**Recorded information**
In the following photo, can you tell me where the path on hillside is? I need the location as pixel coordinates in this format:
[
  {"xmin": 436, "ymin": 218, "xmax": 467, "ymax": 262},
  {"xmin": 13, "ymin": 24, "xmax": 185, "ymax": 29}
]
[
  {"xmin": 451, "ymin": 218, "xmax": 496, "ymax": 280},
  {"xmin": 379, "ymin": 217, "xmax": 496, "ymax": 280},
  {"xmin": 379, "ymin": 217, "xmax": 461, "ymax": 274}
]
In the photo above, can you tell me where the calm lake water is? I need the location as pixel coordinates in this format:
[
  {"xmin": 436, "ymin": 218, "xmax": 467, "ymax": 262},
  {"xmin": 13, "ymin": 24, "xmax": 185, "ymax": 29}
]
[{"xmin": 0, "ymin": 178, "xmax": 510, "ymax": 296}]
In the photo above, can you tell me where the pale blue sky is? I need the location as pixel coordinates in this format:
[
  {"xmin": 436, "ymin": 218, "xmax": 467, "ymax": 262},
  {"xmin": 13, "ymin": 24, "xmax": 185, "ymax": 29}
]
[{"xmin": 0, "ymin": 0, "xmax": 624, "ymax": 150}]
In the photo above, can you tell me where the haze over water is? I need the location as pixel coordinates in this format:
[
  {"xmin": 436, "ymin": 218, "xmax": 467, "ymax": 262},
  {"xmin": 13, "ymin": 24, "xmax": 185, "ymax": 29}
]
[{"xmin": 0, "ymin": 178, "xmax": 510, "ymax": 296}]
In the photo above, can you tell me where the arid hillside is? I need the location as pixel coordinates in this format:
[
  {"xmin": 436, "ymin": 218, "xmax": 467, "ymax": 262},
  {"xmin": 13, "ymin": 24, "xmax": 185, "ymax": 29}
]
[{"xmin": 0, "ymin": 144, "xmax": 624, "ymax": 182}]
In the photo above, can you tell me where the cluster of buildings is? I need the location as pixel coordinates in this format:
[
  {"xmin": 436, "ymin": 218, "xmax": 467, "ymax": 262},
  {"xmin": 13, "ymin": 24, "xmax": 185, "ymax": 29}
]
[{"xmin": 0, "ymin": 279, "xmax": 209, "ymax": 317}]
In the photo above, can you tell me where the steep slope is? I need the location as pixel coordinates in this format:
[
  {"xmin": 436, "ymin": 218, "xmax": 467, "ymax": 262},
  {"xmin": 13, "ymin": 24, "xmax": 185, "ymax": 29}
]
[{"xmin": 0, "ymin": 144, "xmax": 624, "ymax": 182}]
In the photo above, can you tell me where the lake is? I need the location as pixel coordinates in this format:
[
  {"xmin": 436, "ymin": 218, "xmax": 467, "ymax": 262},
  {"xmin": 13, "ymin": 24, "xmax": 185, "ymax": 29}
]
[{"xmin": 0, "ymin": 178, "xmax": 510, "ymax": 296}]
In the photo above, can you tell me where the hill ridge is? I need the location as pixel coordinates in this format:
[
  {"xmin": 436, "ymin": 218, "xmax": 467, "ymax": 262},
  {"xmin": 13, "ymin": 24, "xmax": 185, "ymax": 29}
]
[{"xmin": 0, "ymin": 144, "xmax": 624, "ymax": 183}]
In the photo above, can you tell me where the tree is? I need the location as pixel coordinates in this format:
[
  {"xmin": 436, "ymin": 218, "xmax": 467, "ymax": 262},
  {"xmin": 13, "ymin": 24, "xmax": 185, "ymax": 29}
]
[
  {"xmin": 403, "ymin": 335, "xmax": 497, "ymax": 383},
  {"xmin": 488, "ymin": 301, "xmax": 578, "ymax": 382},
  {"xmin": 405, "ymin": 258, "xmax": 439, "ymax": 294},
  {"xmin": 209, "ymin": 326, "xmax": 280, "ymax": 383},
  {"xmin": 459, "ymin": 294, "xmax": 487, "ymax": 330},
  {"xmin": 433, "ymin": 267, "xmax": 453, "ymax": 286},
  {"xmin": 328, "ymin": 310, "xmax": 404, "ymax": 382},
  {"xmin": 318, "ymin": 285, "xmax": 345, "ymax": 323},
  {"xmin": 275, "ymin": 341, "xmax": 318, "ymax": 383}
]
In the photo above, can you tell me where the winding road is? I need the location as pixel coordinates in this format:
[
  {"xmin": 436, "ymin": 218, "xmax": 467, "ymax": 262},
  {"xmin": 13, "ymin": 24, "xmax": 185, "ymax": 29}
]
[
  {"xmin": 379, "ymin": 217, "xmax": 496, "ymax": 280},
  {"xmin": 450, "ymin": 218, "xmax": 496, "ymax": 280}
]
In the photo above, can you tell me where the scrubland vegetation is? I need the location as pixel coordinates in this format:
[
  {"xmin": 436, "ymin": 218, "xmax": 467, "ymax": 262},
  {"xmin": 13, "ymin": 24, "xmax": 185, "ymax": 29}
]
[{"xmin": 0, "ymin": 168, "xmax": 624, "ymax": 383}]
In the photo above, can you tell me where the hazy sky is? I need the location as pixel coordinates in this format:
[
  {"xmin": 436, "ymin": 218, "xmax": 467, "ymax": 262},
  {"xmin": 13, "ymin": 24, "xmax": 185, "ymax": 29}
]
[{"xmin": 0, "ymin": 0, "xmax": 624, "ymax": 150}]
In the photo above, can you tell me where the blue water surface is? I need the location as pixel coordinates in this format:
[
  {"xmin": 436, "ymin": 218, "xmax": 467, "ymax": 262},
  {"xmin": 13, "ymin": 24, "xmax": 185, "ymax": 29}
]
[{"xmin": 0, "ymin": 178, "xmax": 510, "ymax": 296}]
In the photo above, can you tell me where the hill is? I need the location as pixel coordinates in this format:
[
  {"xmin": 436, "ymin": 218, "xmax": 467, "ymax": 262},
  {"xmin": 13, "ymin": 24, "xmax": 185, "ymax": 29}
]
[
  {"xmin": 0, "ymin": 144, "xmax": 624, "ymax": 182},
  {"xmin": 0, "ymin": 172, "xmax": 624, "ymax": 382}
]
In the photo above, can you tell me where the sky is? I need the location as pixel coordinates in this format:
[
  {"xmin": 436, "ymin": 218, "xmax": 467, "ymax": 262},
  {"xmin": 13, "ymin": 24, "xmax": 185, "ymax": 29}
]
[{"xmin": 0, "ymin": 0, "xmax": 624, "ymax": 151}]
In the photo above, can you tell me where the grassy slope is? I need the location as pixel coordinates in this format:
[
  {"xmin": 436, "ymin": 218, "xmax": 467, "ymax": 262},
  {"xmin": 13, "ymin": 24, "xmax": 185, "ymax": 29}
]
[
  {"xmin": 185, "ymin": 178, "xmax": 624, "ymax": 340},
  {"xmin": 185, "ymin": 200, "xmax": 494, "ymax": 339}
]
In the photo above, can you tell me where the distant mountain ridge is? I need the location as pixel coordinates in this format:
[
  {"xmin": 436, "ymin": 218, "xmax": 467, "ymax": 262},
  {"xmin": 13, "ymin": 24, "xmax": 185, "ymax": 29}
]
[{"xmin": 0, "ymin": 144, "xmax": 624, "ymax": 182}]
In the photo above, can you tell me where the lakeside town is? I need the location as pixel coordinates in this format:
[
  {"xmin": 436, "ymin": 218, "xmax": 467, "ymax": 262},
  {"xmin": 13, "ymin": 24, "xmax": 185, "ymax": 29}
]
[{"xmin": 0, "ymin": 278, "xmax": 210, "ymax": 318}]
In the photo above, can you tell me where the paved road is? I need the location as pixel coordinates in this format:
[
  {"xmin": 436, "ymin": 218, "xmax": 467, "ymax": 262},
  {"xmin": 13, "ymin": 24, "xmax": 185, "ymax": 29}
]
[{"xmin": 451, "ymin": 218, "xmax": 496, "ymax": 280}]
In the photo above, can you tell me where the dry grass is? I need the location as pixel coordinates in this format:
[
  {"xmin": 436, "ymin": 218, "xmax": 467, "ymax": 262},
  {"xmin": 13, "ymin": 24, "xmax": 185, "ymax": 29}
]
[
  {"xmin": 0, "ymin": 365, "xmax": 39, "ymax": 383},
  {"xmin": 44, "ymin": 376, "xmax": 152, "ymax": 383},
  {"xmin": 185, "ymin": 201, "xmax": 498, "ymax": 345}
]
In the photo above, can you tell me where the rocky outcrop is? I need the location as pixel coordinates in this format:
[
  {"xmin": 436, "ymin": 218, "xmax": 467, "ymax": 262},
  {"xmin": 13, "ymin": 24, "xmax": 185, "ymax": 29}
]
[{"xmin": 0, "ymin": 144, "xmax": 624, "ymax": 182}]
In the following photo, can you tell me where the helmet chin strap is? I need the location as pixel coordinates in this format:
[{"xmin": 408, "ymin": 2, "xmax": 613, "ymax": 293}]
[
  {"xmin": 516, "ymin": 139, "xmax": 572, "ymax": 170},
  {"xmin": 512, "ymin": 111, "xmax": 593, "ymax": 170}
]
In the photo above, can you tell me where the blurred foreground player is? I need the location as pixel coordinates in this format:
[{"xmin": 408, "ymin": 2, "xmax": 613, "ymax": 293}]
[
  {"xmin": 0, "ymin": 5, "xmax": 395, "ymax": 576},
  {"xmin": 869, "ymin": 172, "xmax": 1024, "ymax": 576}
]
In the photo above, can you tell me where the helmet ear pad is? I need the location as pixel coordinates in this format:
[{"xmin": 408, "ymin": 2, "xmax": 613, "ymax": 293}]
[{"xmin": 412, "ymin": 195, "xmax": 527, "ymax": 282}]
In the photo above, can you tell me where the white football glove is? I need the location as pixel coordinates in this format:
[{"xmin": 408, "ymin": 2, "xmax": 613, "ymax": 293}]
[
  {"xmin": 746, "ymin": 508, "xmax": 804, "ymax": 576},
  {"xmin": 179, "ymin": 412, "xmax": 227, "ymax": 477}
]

**The task**
Return every line of the listing that contains the word "slope".

**Result of this exercise**
In the photo above, can you tell me where the steep slope is? I need the location as pixel coordinates in this format:
In the photo above, can you tell me where the grassy slope is? I need the location as pixel coordinates in this format:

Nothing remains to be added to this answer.